* PROBLEM DETAILS: Print all the records exactly, please.

* AVAILABLE RECORDS:
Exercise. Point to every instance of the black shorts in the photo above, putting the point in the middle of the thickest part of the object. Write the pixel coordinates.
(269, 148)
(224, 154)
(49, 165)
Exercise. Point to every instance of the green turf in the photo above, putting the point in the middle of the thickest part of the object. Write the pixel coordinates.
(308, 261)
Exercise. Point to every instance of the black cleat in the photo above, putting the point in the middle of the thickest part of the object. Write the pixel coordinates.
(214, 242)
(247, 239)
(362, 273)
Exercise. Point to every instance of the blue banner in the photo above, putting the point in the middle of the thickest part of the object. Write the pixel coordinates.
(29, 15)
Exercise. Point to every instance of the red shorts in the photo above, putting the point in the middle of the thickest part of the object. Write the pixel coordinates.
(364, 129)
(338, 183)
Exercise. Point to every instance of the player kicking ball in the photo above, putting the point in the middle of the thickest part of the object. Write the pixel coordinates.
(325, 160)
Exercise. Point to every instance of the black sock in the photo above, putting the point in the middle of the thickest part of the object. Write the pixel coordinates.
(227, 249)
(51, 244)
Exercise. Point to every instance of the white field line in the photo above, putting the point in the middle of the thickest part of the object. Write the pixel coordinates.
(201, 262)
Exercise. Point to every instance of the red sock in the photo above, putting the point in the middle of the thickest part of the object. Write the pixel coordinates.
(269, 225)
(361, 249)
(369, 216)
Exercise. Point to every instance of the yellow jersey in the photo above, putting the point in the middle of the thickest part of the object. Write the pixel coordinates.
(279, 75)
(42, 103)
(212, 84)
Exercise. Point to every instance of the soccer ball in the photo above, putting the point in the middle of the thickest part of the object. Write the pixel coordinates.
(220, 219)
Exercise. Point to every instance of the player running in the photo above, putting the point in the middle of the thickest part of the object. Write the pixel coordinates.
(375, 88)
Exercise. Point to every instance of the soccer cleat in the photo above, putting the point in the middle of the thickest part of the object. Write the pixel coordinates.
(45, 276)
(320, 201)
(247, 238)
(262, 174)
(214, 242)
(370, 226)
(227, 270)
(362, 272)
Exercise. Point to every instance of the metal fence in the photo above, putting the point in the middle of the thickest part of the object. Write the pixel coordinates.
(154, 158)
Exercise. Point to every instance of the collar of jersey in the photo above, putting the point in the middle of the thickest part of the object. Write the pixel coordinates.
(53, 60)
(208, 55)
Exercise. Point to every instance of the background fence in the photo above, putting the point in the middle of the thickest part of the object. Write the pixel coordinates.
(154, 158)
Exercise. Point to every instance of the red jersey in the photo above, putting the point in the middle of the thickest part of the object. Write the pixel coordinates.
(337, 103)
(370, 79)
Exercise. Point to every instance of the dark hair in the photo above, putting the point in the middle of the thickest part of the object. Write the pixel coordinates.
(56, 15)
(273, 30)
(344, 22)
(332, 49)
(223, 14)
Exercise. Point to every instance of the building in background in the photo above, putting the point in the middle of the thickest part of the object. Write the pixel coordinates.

* SOLUTION TO THIS PROBLEM:
Exercise. Point to every instance of the black shorts in the photo above, putting the point in the middle of the thickest part of the object. Write the pixel coordinates.
(269, 148)
(224, 154)
(49, 165)
Exercise. Point to every instance of the green turf in the photo above, putting the point in the middle of the thickest part of the object. Write the pixel coordinates.
(308, 261)
Exercise. Point to every instance of the black cleat in the photo above, putting the point in the middle of the thickest part of the object. Write the pixel coordinates.
(214, 242)
(247, 239)
(362, 273)
Exercise. Point to every instance of the blue banner in the photo above, putting the point in the middle of the thickest part of the object. Write the pixel coordinates.
(29, 15)
Exercise. Point to every instance of the red shorts in the photo above, putting the point in the middle of the thickest part of the object. Write the pixel coordinates.
(364, 129)
(338, 183)
Exercise. Point to every instance of the player kicking ball in the photo above, putting the point in the middle of the thickest part of the object. Write the pixel coordinates.
(325, 160)
Exercise. Point to every instance of the black sock in the photo above, putting the point in the middle of the thickest part of the object. Write the pixel coordinates.
(227, 249)
(51, 244)
Exercise. Point to every instance of the white field line in the photo above, putting the point in the middle of the thickest part of the object. Write the pixel coordinates.
(201, 262)
Exercise. Point to every instance of the red sock in the photo above, putting the point in the middle of the thickest part of the object. Write the pixel coordinates.
(269, 225)
(361, 249)
(369, 216)
Exercise. Point to every instance of the yellow jersey in the photo above, putting the point in the middle of the thickest part of the object. Write the pixel coordinates.
(279, 75)
(42, 103)
(212, 84)
Exercise. Point to every instance of the soccer ball in the photo above, putting the point in the middle of the thickest part of the object. Write the pixel coordinates.
(220, 219)
Exercise. Point to every instance of the player running in the photo above, putting the point in the middle of the thickest part of the object. Write the pixel coordinates.
(375, 88)
Exercise. Point to every instance of the soccer cleat in the photo above, putting the point in the middle of the thickest part of the object. Write the pixel coordinates.
(45, 276)
(320, 201)
(247, 238)
(262, 174)
(214, 242)
(370, 226)
(227, 270)
(362, 272)
Exercise. Point to every instance of the metal fence in the photo above, putting the point in the middle of the thickest part of the object. Write the pixel coordinates.
(154, 158)
Exercise. Point to every instance of the collar of jersey in the photo above, putting the point in the middle of the thickest part of the object. Write the pixel coordinates.
(53, 60)
(208, 55)
Exercise. Point to every instance of the background fence in the photo above, putting the point in the middle of the thickest part of the object. Write the pixel coordinates.
(154, 158)
Exercise. Point to every instance of the red jersey in the photo above, putting the point in the middle of the thickest part of the object. Write the pixel coordinates.
(337, 103)
(370, 79)
Exercise. Point to every instance of the dark hair in the photo above, putting the point in the middle of the thickest part of the object. Write the pixel coordinates.
(56, 15)
(273, 30)
(344, 22)
(332, 49)
(223, 14)
Exercise. Point to every instance of the building in background in the photo above, putting the point in the middle of the thickest part of the object. Write the pixel coordinates.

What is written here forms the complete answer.